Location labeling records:

────────────────────

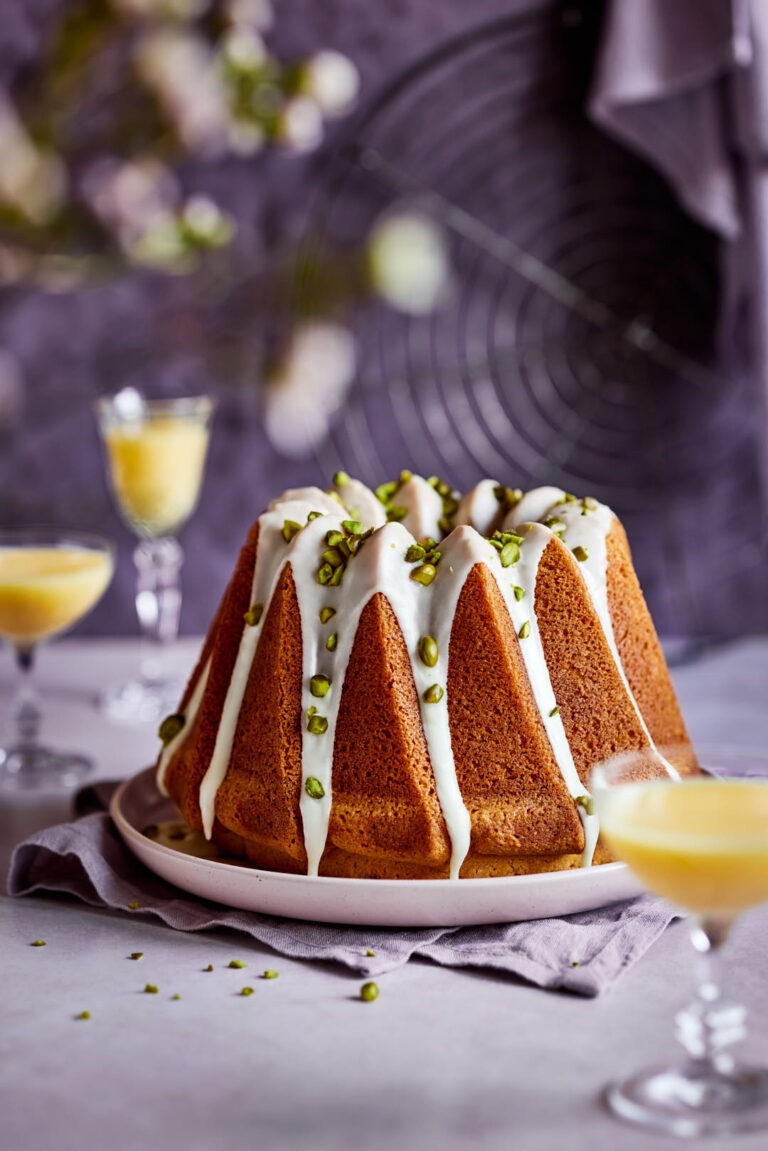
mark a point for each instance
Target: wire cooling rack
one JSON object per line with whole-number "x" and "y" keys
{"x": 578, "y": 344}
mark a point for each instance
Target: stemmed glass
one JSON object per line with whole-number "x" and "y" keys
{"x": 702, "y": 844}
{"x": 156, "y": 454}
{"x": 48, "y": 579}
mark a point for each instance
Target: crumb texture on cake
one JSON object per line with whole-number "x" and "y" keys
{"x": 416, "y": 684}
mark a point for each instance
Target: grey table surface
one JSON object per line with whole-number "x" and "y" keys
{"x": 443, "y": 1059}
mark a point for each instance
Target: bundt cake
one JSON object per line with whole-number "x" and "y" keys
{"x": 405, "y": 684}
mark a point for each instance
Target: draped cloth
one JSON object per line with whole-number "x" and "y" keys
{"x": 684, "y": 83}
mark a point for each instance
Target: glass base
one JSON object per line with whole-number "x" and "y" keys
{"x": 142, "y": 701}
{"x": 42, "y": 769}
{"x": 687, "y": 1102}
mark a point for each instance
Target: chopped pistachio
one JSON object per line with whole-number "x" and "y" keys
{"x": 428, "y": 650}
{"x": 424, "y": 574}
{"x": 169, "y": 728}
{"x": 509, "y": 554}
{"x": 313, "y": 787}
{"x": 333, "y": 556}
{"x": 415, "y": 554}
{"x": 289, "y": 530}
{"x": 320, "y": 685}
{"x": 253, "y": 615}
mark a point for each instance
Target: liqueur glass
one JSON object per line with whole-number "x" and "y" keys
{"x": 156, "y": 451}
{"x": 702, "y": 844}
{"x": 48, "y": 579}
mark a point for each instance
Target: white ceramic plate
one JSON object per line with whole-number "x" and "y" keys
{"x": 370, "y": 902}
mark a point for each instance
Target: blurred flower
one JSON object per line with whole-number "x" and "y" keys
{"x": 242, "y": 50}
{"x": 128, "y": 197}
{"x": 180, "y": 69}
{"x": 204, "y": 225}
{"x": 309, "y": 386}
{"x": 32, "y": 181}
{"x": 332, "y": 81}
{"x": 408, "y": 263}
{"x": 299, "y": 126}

────────────────────

[INSTRUCTION]: Pull out each line of the records that contains the word "Target".

[FINISHED EXERCISE]:
Target: wire cooling rack
Target: stemmed glass
Target: crumb texture on cake
Target: grey table surface
Target: bundt cake
Target: draped cloth
Target: glass base
Target: chopped pistachio
Target: liqueur glass
Target: white ceramic plate
Target: blurred flower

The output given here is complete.